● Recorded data
>>>
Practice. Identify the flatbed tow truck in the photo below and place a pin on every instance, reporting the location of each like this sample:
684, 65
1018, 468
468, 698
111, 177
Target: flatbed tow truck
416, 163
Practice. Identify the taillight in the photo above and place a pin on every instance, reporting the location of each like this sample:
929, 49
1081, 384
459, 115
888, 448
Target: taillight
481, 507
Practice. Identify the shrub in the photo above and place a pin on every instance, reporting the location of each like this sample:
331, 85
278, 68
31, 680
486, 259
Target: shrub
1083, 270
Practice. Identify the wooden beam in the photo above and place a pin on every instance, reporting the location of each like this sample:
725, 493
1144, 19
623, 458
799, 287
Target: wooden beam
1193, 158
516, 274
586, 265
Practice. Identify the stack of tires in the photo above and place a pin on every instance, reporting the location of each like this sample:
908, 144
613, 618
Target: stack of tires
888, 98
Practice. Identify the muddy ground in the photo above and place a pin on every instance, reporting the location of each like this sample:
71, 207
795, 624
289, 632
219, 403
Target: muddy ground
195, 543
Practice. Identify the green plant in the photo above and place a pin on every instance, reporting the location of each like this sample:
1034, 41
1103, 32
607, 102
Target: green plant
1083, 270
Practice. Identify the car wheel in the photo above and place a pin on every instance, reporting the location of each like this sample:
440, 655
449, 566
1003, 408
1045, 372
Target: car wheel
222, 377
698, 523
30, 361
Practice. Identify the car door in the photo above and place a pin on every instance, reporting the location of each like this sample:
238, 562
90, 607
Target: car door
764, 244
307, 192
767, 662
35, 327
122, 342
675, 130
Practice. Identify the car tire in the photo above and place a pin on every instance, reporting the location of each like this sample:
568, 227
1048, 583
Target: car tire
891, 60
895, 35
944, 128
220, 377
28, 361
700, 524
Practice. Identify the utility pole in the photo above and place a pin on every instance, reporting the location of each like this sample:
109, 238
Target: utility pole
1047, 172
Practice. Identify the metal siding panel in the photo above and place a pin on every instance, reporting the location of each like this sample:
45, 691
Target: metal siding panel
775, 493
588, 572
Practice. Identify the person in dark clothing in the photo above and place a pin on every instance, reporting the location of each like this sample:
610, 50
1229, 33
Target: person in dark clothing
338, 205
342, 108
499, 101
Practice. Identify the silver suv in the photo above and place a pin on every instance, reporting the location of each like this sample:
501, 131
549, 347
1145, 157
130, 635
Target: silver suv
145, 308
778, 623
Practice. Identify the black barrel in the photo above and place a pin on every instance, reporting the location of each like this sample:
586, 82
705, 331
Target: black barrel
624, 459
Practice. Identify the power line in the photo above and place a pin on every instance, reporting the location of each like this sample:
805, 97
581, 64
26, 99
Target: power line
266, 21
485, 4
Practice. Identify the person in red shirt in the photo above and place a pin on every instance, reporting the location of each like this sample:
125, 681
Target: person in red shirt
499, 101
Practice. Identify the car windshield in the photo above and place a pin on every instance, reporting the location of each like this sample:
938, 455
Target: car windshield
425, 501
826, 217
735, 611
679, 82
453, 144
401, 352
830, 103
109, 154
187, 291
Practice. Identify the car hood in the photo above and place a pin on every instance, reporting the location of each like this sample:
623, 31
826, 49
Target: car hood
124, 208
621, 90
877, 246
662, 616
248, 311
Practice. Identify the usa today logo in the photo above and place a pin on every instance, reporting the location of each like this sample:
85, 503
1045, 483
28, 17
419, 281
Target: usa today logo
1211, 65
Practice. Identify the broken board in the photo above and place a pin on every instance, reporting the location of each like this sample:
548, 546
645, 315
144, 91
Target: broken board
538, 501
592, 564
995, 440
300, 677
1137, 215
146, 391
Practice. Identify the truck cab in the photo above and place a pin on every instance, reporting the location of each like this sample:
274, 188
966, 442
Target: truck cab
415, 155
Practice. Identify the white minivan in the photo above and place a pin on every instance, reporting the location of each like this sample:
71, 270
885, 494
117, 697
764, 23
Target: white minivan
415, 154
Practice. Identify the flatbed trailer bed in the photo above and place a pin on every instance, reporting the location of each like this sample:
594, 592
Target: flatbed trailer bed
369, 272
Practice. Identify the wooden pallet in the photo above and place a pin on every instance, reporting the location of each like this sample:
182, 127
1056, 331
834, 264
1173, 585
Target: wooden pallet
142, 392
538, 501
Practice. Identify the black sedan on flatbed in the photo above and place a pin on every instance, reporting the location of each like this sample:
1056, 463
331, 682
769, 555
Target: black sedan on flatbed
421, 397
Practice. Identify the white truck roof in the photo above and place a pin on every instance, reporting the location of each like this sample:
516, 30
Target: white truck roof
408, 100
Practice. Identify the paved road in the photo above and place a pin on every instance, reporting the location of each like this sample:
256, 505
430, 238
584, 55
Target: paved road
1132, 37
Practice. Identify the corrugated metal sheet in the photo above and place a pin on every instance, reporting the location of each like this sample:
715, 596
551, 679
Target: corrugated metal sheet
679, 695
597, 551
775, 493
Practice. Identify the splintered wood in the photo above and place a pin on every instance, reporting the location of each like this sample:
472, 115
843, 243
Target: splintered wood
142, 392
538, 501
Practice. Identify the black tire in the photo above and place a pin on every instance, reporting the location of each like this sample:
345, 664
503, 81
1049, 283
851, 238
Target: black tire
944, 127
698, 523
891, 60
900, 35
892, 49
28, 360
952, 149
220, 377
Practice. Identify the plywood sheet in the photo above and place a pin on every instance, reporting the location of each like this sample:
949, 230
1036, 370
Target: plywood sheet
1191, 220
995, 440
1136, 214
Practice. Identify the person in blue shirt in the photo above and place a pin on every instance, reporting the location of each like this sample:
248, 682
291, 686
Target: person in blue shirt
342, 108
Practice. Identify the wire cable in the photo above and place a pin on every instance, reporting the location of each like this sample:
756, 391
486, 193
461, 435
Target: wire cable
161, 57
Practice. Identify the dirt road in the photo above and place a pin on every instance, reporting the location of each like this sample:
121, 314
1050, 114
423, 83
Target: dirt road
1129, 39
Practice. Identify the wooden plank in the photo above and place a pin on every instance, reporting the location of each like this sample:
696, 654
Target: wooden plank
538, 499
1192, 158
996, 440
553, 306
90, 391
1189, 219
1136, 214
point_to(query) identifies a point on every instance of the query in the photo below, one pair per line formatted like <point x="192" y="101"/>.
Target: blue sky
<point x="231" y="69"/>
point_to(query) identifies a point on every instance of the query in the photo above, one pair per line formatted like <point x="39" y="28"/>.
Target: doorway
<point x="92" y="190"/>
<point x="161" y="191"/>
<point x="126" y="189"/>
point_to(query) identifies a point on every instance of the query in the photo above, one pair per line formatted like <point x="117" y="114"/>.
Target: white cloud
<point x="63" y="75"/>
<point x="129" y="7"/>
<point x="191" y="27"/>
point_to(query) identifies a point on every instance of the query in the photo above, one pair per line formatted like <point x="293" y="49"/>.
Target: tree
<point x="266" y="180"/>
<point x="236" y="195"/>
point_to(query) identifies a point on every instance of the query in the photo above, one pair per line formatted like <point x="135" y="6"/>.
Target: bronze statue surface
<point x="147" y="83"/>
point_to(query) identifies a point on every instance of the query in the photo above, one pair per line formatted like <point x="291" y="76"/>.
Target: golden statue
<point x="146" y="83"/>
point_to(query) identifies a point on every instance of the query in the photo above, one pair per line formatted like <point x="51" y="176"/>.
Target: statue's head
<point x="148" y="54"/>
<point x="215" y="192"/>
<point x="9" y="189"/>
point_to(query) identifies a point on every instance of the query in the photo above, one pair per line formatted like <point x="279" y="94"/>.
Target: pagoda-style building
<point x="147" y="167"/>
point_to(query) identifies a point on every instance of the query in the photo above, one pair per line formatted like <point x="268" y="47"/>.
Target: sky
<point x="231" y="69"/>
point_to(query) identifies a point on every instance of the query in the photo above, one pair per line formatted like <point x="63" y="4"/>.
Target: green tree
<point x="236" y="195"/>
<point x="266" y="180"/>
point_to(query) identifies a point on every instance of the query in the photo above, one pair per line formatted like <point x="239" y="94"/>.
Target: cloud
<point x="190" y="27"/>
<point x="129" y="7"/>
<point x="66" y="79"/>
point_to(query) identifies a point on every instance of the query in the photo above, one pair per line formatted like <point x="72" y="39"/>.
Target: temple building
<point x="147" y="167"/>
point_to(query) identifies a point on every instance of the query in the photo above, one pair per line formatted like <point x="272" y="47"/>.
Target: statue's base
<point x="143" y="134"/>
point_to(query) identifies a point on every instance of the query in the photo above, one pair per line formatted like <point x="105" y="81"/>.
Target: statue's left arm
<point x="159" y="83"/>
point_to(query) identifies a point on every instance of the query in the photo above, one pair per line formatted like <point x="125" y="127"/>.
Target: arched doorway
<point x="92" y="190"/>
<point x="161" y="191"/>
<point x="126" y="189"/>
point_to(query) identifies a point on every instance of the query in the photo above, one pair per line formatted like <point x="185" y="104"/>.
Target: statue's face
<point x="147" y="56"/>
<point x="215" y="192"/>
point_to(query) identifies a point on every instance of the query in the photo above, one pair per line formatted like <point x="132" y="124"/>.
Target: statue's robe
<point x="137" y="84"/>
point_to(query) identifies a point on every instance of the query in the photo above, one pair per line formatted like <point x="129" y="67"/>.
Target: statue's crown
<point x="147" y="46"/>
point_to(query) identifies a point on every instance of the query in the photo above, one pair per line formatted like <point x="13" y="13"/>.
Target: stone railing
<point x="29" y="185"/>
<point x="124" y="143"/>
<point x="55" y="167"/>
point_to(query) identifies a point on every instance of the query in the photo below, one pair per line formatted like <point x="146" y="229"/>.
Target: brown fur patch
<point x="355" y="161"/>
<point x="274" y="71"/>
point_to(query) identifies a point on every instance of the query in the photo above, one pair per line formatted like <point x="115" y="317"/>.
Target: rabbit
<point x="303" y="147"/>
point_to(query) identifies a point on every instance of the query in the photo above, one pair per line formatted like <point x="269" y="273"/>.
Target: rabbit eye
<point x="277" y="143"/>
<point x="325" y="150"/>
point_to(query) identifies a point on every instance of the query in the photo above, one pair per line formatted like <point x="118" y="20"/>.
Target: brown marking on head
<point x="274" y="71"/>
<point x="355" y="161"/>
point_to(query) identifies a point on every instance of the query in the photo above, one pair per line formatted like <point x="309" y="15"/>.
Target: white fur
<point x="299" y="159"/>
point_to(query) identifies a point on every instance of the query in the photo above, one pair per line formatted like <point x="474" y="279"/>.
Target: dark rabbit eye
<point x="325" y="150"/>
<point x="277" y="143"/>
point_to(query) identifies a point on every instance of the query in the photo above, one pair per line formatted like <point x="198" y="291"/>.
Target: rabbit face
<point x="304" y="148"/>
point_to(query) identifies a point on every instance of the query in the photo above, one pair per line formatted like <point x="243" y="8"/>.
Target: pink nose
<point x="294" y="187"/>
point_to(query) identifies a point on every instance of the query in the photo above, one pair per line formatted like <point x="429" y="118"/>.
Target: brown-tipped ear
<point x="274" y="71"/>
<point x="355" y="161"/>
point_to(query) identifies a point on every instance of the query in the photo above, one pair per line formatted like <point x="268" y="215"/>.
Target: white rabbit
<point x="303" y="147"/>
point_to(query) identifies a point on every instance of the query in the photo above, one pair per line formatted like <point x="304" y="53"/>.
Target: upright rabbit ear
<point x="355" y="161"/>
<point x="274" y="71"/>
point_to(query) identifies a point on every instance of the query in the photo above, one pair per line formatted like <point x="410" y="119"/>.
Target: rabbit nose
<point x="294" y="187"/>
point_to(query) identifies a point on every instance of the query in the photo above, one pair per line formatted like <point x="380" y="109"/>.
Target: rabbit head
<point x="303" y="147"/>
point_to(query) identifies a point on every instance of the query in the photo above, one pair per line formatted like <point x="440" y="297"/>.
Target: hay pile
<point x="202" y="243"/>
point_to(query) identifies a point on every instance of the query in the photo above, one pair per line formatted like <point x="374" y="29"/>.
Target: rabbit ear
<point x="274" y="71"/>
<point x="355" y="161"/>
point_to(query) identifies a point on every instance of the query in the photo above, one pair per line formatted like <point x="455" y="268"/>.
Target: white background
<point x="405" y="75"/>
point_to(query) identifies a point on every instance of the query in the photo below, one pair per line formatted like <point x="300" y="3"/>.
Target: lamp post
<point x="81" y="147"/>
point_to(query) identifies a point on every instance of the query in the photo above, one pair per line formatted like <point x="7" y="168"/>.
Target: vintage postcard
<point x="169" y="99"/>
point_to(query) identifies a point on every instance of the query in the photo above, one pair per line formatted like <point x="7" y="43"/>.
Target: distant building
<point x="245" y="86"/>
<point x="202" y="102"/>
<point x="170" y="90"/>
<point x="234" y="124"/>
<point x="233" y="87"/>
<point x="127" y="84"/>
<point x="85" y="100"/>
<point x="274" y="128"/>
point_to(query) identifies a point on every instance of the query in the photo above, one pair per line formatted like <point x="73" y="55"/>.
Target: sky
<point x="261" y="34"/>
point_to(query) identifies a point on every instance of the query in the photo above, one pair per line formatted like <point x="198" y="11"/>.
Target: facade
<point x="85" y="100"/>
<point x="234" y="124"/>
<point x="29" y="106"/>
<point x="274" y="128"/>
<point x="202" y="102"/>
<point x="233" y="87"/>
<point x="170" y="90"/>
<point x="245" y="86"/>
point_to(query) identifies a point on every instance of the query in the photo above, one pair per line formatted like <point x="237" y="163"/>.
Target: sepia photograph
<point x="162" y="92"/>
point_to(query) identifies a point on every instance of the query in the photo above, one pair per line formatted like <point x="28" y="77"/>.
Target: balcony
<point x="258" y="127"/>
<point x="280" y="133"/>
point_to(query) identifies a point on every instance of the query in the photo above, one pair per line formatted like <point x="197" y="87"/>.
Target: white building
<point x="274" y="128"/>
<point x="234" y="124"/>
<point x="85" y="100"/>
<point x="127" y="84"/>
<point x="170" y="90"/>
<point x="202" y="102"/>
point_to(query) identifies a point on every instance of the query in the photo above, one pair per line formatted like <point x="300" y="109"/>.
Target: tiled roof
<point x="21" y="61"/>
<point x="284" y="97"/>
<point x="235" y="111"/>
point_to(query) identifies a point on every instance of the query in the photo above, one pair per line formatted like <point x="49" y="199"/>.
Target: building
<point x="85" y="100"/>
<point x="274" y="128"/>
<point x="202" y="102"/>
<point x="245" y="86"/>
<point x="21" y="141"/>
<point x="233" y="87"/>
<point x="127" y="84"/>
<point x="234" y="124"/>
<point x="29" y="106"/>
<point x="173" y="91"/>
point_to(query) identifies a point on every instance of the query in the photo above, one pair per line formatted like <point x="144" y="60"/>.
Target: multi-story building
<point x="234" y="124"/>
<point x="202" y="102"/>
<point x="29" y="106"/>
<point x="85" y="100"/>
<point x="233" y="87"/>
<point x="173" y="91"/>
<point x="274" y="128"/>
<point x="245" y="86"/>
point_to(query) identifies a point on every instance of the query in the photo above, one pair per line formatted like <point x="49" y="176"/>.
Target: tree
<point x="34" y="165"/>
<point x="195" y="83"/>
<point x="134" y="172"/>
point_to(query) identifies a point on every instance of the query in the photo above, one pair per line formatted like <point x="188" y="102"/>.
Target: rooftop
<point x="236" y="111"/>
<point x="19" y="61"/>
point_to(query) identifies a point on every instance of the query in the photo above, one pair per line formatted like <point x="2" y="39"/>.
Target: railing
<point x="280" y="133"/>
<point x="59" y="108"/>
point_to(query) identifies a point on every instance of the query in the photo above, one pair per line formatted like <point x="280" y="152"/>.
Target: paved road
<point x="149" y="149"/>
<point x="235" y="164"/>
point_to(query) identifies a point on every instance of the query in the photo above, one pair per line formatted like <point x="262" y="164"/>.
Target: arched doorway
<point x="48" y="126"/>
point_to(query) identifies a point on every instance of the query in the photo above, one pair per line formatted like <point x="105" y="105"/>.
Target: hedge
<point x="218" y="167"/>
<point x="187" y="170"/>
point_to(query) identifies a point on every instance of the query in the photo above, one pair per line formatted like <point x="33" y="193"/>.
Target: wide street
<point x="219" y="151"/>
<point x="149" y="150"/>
<<<
From the entries above, list each line with "below" in it.

● Reply
Practice. Identify the flatbed tow truck in the photo below and place a pin on every instance, reporting the location of each like this sample:
point_to(query) identifies a point on every instance of the query in the photo below, one pair per line formatted like <point x="192" y="101"/>.
point_to(query) identifies a point on every instance of the query in the photo below, one pair per line formatted like <point x="146" y="229"/>.
point_to(query) identifies a point on every instance of the query in the photo below, one pair per line formatted like <point x="300" y="3"/>.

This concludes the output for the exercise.